- [TO BE DONE]:
A: In the business news digest, how much has British Gas spent on its campaign against the Monopolies and Mergers Commission's recommendation?
B: List every newspaper title that serves as a section heading in the business news digest.

- [ARTICLE]:

Non-executive directors of Queens Moat Houses believe they were misled by the former management over the state of the crashed hotel company's finances.

The accusation, by David Howell, a non-executive and former energy secretary, will fuel speculation that the Department of Trade and Industry will investigate.

John Bairstow, the former chairman, said the problems were being grossly exaggerated by the new management.

British Gas has spent more than pounds 6.5m on a public relations, advertising and political lobbying campaign in the last year to counter the Monopolies and Mergers Commission's recommendation that it be broken up.

The company used six firms of public relations consultants and political lobbyists during the campaign, which is understood to be the most expensive in British corporate history.

It also inflated its television, press and poster advertising spend, with particularly heavy outlays at key points during the MMC's investigation into its monopoly.

Disgruntled Ferranti shareholders have contacted John Katz and Associates, the research company that represented unhappy Greycoat shareholders, as part of their campaign against GEC's 1p-a-share rescue offer for the defence group.

John Katz, the consultancy firm's chief, said he received telephone calls from shareholders all over the UK and Europe on Friday, asking him to represent them. One 1.5 million shares.

Mr Katz has written to Ferranti's chairman, Eugene Anderson, telling him that many shareholders will opppose a token payment.

AT&T and Sprint, the US telecommuniations giants, may take a stake in Energis, the telecoms operator owned by the National Grid Company.

Share tips: Compass, Arteus, Scottish Metropolitan, Spring Ram.

Sunday Express

A big pension fund run by Wolverhampton borough council has invested in highly speculative companies on the Vancouver Stock Exchange, many of them now insolvent.

Highland Distilleries may produce gin and vodka brands.

Share Tip: Gartmore.

Sunday Telegraph

Stanhope Properties plans to raise more than pounds 160m from international investors as part of a complex refinancing. The proposal involves the merger of Stanhope with Broadgate Properties, which it owns in a 50-50 joint venture with Rosehaugh, which is in receivership.

The Bank of England inflation report published tomorrow will warn the Chancellor to be cautious about interest rate cuts in the Budget as underlying inflation is edging higher.

J Sainsbury, Britain's biggest supermarket chain, is understood to be contemplating aggressive price cutting as it announces interim results this week.

Non-executive directors at Yorkshire Tyne Tees Television are set to quiz the chairman, Clive Leach, to explain the extent of a shortfall in advertising revenues caused by overselling of the station's airtime.

Share Tips: Siebe, Roxboro, Electra Investment Trust, Darby.

The Observer

Asil Nadir, the fugitive former chairman of Polly Peck, has in effect seized control of the group's assets in Northern Cyprus, blocking an attempt by the administrators to sell the fruit, packaging and hotels interests.

The administrators have appealed against a local court decision banning them from the Polly Peck companies.

The pounds 500m flotation of House of Fraser, the department store group, has been scheduled for next May.

- [RECORDS PROVIDED]:

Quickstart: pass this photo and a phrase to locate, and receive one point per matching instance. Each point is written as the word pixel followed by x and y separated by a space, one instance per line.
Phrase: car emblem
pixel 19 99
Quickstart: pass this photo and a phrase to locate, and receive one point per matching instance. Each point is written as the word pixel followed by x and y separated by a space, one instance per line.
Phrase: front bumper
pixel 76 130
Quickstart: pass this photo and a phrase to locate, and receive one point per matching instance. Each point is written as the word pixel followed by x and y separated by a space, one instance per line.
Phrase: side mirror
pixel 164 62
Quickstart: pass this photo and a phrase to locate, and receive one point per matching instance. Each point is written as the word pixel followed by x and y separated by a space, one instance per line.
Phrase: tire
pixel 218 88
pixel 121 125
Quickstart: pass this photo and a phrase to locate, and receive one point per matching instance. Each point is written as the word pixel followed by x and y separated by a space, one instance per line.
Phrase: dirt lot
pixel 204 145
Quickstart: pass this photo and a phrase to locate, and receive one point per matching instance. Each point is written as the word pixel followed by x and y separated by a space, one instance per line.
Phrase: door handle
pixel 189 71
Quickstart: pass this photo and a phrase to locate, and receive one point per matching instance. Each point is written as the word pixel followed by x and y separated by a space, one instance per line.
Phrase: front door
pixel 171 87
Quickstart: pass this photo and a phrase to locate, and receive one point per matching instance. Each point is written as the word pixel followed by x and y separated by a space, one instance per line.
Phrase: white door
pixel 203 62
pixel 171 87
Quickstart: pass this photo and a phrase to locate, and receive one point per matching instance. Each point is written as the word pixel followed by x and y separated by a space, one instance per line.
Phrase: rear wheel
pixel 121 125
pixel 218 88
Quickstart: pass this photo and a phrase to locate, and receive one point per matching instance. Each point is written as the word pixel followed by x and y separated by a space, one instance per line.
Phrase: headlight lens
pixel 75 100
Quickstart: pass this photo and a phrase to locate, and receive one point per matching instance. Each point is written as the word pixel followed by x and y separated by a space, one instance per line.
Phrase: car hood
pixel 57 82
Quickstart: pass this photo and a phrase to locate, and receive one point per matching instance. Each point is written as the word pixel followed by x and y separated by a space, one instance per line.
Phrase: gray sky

- [RESPONSES TO THE EXERCISE]:
A: More than pounds 6.5m.

B: Sunday Express, Sunday Telegraph, The Observer